_Excerpted data:_
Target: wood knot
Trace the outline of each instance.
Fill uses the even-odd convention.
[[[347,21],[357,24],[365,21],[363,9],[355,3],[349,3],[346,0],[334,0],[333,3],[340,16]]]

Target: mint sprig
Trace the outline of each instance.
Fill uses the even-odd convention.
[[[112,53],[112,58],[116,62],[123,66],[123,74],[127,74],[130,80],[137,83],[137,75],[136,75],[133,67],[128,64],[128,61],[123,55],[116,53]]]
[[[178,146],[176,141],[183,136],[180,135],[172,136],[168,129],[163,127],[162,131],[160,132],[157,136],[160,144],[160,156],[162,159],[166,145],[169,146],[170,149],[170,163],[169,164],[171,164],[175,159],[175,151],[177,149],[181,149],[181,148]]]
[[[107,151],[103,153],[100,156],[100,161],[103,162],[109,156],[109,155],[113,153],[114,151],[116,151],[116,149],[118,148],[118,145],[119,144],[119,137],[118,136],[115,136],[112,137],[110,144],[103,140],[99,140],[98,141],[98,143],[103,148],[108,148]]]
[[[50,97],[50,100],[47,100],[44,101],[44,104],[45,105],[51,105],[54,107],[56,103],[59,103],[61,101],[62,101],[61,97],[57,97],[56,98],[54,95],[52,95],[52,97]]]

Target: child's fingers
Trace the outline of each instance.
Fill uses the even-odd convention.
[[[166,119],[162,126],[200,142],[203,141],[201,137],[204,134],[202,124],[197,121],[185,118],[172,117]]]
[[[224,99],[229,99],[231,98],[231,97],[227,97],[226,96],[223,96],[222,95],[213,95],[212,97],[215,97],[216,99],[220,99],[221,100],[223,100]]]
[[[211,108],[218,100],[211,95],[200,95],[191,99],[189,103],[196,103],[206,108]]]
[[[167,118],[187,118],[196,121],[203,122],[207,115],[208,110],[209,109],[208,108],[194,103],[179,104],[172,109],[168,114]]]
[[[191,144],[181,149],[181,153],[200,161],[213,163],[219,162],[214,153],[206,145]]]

_What to work on:_ Write out every line of the records above, character for character, with nothing added, dropped, or changed.

_Response to this exercise:_
Target: wood knot
Trace the outline of each instance.
Fill uses the even-odd convention.
[[[347,21],[357,24],[365,21],[363,9],[355,3],[349,3],[346,0],[334,0],[333,3],[340,16]]]

Target: mint sprig
Trace the outline of each instance.
Fill uses the even-odd convention.
[[[112,53],[112,58],[116,62],[123,66],[123,74],[127,74],[130,80],[137,83],[137,75],[136,75],[133,67],[128,64],[128,61],[123,55],[116,53]]]
[[[178,146],[176,141],[183,136],[180,135],[172,136],[168,129],[163,127],[162,131],[160,132],[157,136],[160,144],[160,156],[162,159],[166,145],[169,146],[170,149],[170,163],[169,164],[171,164],[175,159],[175,151],[177,149],[181,149],[181,148]]]
[[[107,151],[103,153],[100,156],[100,161],[103,162],[109,156],[109,155],[113,153],[114,151],[116,151],[116,149],[118,148],[118,145],[119,144],[119,137],[118,136],[115,136],[112,137],[110,144],[103,140],[99,140],[98,141],[98,143],[103,148],[108,148]]]
[[[50,97],[50,100],[47,100],[44,101],[44,104],[45,105],[51,105],[54,107],[56,103],[59,103],[61,101],[62,101],[61,97],[57,97],[56,98],[54,95],[52,95],[52,97]]]

Target: child's fingers
Trace the outline of each instance.
Fill uses the even-odd convention.
[[[166,119],[162,126],[200,142],[203,141],[201,137],[204,134],[202,124],[197,121],[185,118],[172,117]]]
[[[224,99],[229,99],[231,98],[231,97],[227,97],[226,96],[223,96],[222,95],[213,95],[212,97],[215,97],[216,99],[220,99],[221,100],[223,100]]]
[[[211,108],[218,100],[211,95],[200,95],[191,99],[189,103],[196,103],[206,108]]]
[[[167,118],[187,118],[196,121],[203,122],[207,115],[208,110],[209,109],[208,108],[194,103],[179,104],[172,109],[168,114]]]
[[[191,144],[181,149],[181,153],[200,161],[213,163],[219,162],[214,153],[206,145]]]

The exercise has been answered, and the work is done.